## Instructions to follow
From the line that contains "Task: mark each instance of the stone column" to the last line of the data, every line is to be transcribed exactly; no other line is to be included.

------------------------------------

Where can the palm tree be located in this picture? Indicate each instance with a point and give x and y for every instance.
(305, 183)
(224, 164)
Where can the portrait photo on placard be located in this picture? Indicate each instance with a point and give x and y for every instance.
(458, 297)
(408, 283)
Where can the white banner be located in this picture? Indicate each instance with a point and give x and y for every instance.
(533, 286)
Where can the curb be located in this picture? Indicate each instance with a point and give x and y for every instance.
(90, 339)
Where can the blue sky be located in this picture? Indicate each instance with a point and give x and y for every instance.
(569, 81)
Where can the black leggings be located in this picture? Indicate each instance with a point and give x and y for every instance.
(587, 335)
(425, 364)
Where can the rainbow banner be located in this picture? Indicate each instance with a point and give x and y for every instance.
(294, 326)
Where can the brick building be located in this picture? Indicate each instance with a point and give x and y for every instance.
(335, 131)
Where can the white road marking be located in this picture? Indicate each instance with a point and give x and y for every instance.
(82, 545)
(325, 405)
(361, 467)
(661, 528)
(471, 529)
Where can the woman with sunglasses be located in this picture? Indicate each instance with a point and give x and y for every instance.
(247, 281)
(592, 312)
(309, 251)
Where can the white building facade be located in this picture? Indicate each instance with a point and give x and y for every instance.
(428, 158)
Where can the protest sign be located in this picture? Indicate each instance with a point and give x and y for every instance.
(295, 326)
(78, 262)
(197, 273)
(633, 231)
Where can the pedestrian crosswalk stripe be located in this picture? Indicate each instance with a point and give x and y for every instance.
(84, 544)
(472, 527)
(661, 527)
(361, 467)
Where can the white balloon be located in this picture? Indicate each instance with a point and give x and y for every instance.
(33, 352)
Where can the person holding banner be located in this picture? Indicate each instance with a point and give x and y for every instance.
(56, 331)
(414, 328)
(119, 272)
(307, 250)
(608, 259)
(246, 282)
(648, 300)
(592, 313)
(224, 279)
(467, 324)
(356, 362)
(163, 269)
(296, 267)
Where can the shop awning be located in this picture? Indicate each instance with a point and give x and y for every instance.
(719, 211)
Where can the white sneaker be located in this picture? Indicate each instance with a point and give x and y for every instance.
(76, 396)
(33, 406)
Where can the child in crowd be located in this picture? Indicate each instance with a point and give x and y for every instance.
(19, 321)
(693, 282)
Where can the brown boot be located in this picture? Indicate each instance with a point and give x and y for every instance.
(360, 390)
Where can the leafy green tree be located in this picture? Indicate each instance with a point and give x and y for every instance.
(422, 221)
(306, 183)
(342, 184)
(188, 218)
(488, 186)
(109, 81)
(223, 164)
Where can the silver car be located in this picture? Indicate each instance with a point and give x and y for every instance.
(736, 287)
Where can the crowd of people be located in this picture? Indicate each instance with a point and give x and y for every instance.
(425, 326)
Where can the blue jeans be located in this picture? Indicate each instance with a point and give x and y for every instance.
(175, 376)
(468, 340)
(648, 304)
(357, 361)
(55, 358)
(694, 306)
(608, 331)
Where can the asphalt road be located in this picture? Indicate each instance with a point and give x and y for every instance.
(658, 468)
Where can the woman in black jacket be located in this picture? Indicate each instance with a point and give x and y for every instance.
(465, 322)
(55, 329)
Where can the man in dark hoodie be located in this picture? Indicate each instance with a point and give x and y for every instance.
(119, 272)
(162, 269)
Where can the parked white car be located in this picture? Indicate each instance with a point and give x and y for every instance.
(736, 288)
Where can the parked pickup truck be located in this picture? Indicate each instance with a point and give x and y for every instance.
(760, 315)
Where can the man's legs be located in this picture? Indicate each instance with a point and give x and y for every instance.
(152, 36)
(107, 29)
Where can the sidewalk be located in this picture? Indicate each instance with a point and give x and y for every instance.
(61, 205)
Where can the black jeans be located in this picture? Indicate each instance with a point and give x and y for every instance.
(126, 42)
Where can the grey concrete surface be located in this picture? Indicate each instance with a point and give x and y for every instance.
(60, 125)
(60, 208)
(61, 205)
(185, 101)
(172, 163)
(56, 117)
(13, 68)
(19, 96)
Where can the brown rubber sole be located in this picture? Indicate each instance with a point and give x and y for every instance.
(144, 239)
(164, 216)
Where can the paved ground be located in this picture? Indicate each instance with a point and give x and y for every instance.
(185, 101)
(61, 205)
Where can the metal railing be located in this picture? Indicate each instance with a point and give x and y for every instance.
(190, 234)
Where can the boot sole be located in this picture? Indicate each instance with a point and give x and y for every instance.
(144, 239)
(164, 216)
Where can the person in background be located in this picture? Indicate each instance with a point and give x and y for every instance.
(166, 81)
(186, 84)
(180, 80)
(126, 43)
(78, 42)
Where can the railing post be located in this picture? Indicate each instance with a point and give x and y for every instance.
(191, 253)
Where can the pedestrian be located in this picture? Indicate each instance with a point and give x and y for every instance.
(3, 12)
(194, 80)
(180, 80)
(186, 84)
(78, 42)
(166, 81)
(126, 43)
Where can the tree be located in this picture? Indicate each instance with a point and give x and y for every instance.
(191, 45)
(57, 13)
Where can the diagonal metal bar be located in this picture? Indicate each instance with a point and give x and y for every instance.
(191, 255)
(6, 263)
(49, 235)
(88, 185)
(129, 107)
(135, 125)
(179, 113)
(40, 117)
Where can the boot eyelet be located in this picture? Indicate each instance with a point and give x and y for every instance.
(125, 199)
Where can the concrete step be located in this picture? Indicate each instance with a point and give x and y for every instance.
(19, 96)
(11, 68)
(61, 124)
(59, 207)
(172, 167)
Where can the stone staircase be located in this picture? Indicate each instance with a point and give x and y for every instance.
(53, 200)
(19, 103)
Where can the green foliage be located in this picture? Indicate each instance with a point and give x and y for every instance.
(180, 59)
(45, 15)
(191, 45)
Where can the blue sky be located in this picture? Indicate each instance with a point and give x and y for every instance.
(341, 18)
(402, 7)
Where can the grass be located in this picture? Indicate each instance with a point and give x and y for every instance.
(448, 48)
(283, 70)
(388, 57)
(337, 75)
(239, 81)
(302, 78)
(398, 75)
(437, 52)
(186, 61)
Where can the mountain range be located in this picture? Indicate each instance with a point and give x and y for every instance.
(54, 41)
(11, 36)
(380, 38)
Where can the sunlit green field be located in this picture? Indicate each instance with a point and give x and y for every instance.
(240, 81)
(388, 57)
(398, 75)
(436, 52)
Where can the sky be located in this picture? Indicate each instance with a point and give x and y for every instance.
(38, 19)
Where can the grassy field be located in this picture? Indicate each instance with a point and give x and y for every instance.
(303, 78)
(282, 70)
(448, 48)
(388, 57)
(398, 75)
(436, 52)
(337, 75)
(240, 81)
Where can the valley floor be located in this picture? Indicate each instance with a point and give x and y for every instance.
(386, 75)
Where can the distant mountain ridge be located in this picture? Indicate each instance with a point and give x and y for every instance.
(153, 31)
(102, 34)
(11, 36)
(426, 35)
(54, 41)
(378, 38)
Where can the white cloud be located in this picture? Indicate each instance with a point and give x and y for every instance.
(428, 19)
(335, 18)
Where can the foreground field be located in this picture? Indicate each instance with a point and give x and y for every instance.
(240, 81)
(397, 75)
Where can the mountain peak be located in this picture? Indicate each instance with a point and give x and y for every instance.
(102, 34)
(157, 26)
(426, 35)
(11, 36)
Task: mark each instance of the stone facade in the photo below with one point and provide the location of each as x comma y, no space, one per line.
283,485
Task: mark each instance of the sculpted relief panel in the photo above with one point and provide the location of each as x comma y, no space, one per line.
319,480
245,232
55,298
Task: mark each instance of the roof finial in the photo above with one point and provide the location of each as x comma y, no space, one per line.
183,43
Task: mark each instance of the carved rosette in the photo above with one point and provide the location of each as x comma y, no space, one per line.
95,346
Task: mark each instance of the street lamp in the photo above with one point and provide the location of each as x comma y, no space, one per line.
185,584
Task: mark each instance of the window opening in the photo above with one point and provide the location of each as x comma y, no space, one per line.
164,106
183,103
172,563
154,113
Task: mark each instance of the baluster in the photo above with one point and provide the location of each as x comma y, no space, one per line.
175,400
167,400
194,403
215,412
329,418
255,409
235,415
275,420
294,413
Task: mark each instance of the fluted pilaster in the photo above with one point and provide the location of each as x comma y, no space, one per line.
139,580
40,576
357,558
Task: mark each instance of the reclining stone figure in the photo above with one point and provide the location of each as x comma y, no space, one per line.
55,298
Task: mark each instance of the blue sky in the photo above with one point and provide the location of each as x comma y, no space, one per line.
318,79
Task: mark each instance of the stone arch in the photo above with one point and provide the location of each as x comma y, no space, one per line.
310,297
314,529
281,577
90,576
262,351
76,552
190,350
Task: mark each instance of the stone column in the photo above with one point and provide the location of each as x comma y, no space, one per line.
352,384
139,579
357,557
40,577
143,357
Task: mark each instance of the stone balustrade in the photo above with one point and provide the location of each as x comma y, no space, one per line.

------------------------------------

## Task response
Task: mark each instance of the stone column in the photo above with one point and provide the location of each as x comma y, no space, one per line.
352,384
139,579
357,557
40,577
143,357
Task: mark each instance of the stone balustrade in the photo above with one point and provide the location of each as x comma y, no space, one per line.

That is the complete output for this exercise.